■ **Directions**: Write out all of the records below precisely as given, omitting the images.
*** Data for analysis ***
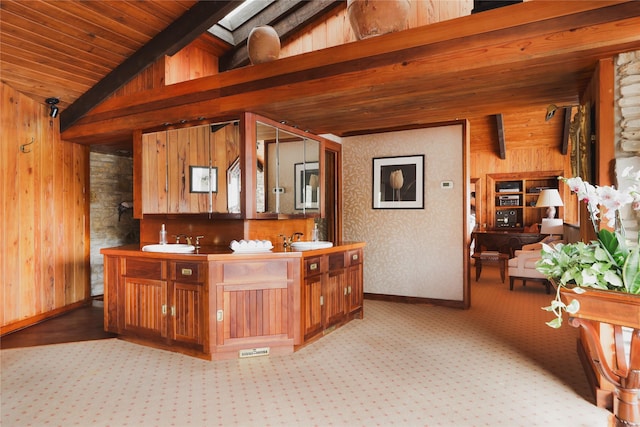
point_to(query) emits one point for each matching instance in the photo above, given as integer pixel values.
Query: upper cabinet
(288, 178)
(252, 168)
(189, 170)
(287, 172)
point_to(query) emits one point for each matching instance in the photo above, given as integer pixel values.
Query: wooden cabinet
(255, 304)
(512, 198)
(312, 297)
(158, 300)
(333, 290)
(231, 305)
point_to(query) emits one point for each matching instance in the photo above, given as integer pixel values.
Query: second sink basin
(307, 246)
(171, 248)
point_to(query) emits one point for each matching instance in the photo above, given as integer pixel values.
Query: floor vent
(254, 352)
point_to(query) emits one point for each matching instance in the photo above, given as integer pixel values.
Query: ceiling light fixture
(54, 109)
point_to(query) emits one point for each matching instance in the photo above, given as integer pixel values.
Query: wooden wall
(44, 240)
(531, 145)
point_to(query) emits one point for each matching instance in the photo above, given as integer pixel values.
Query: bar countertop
(214, 253)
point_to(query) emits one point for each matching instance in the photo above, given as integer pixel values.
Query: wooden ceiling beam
(424, 75)
(285, 17)
(176, 36)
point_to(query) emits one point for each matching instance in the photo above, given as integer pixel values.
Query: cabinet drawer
(184, 271)
(154, 269)
(336, 261)
(312, 266)
(355, 256)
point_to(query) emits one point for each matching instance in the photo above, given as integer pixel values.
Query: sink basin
(307, 246)
(170, 248)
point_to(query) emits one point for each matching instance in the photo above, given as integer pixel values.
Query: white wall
(419, 252)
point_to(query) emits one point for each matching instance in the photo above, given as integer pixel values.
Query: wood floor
(83, 324)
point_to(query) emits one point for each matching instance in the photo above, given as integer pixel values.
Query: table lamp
(552, 226)
(549, 199)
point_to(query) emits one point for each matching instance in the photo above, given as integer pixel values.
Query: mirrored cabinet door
(287, 172)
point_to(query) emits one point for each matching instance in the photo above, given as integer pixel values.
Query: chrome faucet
(295, 237)
(180, 236)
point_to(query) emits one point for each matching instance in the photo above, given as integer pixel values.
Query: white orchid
(606, 263)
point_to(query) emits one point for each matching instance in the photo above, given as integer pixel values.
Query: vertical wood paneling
(154, 180)
(254, 313)
(44, 207)
(188, 304)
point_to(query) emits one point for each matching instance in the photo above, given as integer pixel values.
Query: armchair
(523, 265)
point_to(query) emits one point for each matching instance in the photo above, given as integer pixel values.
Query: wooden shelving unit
(511, 198)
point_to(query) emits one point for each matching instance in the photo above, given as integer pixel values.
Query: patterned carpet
(496, 364)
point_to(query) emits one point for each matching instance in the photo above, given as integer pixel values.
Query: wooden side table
(493, 256)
*** End of Data for analysis ***
■ **Solved problem**:
point_to(query) emits one point for each matching instance in the photo above, given as integer pixel values.
Query: upper cabinet
(288, 178)
(252, 168)
(189, 170)
(287, 172)
point_to(query) emits one point for each matching instance in the photo above, given as integer pixel values.
Query: wooden cabinet
(255, 304)
(512, 198)
(312, 297)
(158, 300)
(333, 290)
(231, 305)
point_to(query) emits one point for each matching instance in the photo above, given as integer pixel values.
Query: second sink basin
(307, 246)
(171, 248)
point_to(query) emits one point for each matching instance in the photo above, given as integer pixel values.
Query: floor vent
(254, 352)
point_to(query) emits one point for each matching instance in the photo above, given as integer pixel values.
Query: ceiling light fixture
(54, 109)
point_to(query) emits one point for each matching instance in the photo above, given as integer pixel values.
Query: wooden wall
(44, 240)
(531, 145)
point_to(query) emits one point for each matching instance in the photo above, given as integer pixel values.
Query: bar countertop
(214, 253)
point_to(query) emits one point for each matching instance in the photo above, given as integer pixel values.
Query: wooden ceiling beam
(424, 75)
(285, 17)
(176, 36)
point_to(query) emits one point for each matching instance in the photo above, given as integer pixel values.
Query: cabinet drawer
(184, 271)
(154, 269)
(336, 261)
(312, 266)
(355, 256)
point_to(query) emits one point for each matching instance in the photo above, given as integer pixel values.
Query: sink basin
(307, 246)
(170, 248)
point_to(query) emits one point for each matching instance in the photo above, given as integer pixel values.
Query: white wall
(419, 252)
point_to(query) emits one point for each matching instance in the photo above, given as integer pixel values.
Query: wood floor
(83, 324)
point_to(query) emits one point for each matching instance in the photo above, given as integer pixel values.
Query: table lamp
(552, 226)
(549, 199)
point_to(query) emits one point for each matching instance in the photo above, given as integer pixel values.
Query: mirrored cabinet door
(287, 172)
point_to(query) emits one point for each matching instance in the photo above, given as integer pixel values.
Query: chrome faucet
(295, 237)
(180, 236)
point_to(query) emits one point for each matching instance in the photo above, given as integer pixel values.
Query: white orchid
(606, 263)
point_to(query) emits one point for each matching instance in the photo above, given as integer pixel values.
Query: vertical wood paneling
(154, 180)
(254, 313)
(44, 207)
(188, 304)
point_to(query) emits one point for each matching instance in the photo above, given as integer pixel values.
Query: armchair
(523, 265)
point_to(query) emits one point for each matching instance in the photo above, given as integer pixel values.
Query: wooden shelving unit
(511, 198)
point_to(query) emits one point for each matching instance in the photo above, given as integer pixel values.
Query: patterned carpet
(496, 364)
point_to(query) emits one point for each matching instance in the photo above, given as integer pixel values.
Query: wooden side table
(493, 256)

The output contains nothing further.